+++ TEXT SHOWN +++
Pumping by oscillating plates viscous to inertial transitions in metachronal arrays


SOCIETY FOR INTEGRATIVE AND COMPARATIVE BIOLOGY
2021 VIRTUAL ANNUAL MEETING (VAM)
January 3 – Febuary 28, 2021

Meeting Abstract


S10-5  Thu Jan 7 14:00 – 14:30  Pumping by oscillating plates: viscous to inertial transitions in metachronal arrays Kiger, KT; University of Maryland kkiger@umd.edu

External transport and locomotion within biological systems has long recognized that there exists a natural divide between systems dominated by viscous flow and that dominated by inertia. In simple single or paired appendages, this typically takes the form of a either a rowing type of kinematics for viscous low Reynolds numbers conditions (Re << 1), with the forces generated in the direction of the stroke, whereas for inertially dominated high Reynolds number conditions (Re >> 1) a flapping type motion produces forces perpendicular to the stroke motion. Inherently, the transition is enabled by a symmetry breaking condition provided by the nonlinear nature of inertially dominated flows. In the viscous dominated flows, the asymmetry must be introduced by the kinematics explicitly, and in metachronal systems this can be introduced by the phasing of the adjacent appendages, as well as by temporal asymmetries in the power and recovery stroke of individual plates, and physical asymmetries due to conformal transformations of the appendage itself. In this work, we examine transitions inspired by the study of mayfly nymphs, which exhibit all of the above effects, as well as looking at similar related systems across different animal systems. This is done first through the study of a representative animal system (Centroptilum triangulifer), followed by mechanical and numerical simulations across a broader range of simplification and conditions to better understand how these transitions are enabled and benefit they might provide.
+++
From the meeting abstract on metachronal arrays, quote the passage that begins at the words "Pumping by oscillating plates viscous" and stops after the words "ANNUAL MEETING (VAM)".
+++ GIVEN DATA +++
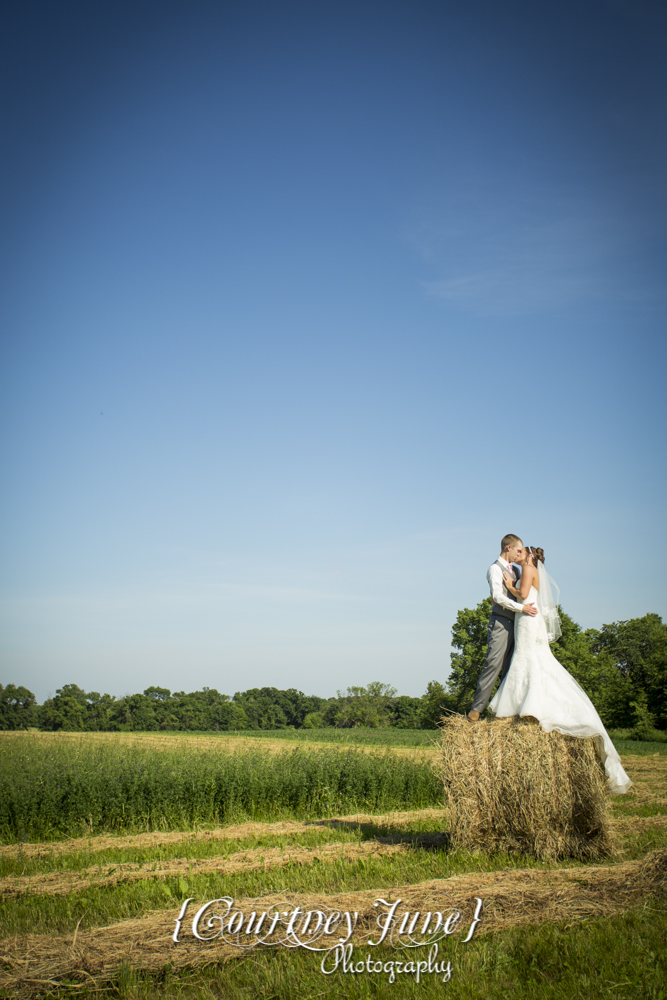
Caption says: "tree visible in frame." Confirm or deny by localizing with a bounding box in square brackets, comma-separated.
[325, 681, 396, 729]
[447, 597, 493, 712]
[0, 684, 37, 730]
[389, 694, 422, 729]
[419, 681, 456, 729]
[590, 614, 667, 729]
[38, 684, 88, 733]
[551, 608, 637, 729]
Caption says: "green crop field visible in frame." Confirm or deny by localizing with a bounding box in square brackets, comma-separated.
[0, 735, 442, 842]
[0, 729, 667, 1000]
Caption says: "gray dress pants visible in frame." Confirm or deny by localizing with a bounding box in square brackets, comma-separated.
[472, 615, 514, 712]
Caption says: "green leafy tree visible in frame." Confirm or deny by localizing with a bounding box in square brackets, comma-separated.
[551, 608, 637, 729]
[302, 712, 324, 729]
[38, 684, 88, 733]
[418, 681, 456, 729]
[325, 681, 396, 729]
[447, 597, 493, 712]
[590, 614, 667, 729]
[388, 694, 422, 729]
[0, 684, 37, 730]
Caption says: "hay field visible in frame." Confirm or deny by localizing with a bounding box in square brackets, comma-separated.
[0, 734, 667, 1000]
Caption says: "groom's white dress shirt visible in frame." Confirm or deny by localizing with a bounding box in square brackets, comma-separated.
[486, 556, 523, 611]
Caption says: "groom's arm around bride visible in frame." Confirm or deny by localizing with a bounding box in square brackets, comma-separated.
[468, 535, 537, 722]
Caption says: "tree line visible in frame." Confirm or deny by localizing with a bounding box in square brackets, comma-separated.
[0, 598, 667, 738]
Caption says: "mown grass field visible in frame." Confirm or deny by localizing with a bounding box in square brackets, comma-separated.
[0, 730, 667, 1000]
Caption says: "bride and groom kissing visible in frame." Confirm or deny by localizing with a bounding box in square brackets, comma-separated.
[467, 535, 632, 795]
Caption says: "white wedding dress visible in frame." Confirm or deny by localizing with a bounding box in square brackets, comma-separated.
[489, 587, 632, 795]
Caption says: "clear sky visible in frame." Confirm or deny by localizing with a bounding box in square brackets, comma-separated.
[0, 0, 667, 701]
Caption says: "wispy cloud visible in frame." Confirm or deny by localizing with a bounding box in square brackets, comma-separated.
[413, 188, 659, 316]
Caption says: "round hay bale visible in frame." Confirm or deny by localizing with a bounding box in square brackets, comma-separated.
[441, 716, 614, 860]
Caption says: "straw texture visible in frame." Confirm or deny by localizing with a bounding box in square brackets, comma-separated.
[441, 716, 614, 860]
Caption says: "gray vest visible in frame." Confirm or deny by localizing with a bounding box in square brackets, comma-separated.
[491, 559, 521, 621]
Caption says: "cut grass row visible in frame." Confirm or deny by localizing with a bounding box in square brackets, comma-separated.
[0, 738, 667, 1000]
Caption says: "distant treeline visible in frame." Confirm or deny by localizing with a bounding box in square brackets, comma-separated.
[0, 598, 667, 738]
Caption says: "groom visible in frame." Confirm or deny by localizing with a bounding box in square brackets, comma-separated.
[468, 535, 537, 722]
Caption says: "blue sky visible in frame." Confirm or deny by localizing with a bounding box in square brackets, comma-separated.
[0, 0, 667, 700]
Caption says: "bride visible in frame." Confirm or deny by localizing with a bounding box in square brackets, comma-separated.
[489, 548, 632, 795]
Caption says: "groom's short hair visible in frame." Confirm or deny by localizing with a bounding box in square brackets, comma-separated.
[500, 535, 521, 552]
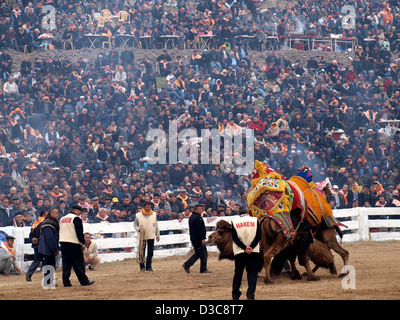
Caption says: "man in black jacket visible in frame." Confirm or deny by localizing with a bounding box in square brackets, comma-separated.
[232, 206, 261, 300]
[60, 204, 94, 287]
[182, 204, 211, 273]
[25, 210, 48, 282]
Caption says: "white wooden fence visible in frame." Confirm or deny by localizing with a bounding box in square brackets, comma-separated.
[0, 208, 400, 270]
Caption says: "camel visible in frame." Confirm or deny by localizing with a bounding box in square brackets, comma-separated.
[208, 220, 336, 279]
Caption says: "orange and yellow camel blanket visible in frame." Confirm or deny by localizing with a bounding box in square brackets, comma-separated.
[247, 161, 307, 238]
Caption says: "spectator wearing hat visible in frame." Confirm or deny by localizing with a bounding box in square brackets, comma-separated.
[134, 202, 160, 271]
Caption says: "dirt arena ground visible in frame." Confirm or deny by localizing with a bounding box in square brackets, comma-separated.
[0, 241, 400, 301]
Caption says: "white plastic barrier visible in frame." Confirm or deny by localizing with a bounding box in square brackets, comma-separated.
[0, 208, 400, 270]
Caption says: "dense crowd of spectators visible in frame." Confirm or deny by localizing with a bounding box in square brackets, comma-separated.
[0, 0, 400, 226]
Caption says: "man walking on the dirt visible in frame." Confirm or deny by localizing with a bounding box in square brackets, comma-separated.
[182, 204, 211, 273]
[232, 206, 261, 300]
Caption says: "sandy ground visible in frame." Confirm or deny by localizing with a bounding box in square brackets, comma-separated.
[0, 241, 400, 300]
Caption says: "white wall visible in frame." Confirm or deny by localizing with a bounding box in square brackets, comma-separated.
[0, 208, 400, 270]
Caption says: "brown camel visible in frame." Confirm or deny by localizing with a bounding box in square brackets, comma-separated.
[208, 219, 336, 283]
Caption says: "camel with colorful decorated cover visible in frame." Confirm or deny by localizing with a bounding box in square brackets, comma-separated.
[247, 161, 347, 284]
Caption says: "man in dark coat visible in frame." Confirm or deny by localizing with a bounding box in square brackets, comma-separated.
[182, 204, 211, 273]
[60, 204, 94, 287]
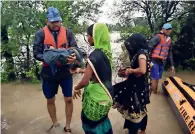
+++
- **EXERCISE ANSWER**:
Pumping by oscillating plates viscous to inertial transitions in metachronal arrays


SOCIETY FOR INTEGRATIVE AND COMPARATIVE BIOLOGY
2021 VIRTUAL ANNUAL MEETING (VAM)